> What is expected:
Convert all the lines below into a two-column CSV with the headers input and output. Give each text and the answer that follows it their own row, with each value in one quoted field and line breaks replaced by spaces.

> Provided records:
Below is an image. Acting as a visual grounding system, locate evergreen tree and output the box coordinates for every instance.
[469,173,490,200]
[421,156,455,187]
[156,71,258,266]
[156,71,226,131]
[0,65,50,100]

> Worked solution:
input,output
"Below is an image. Acting as a visual grounding system, locate evergreen tree and output the box coordinates for every instance.","[469,173,490,200] [421,156,455,187] [156,71,258,266] [156,71,226,131] [0,65,50,100]"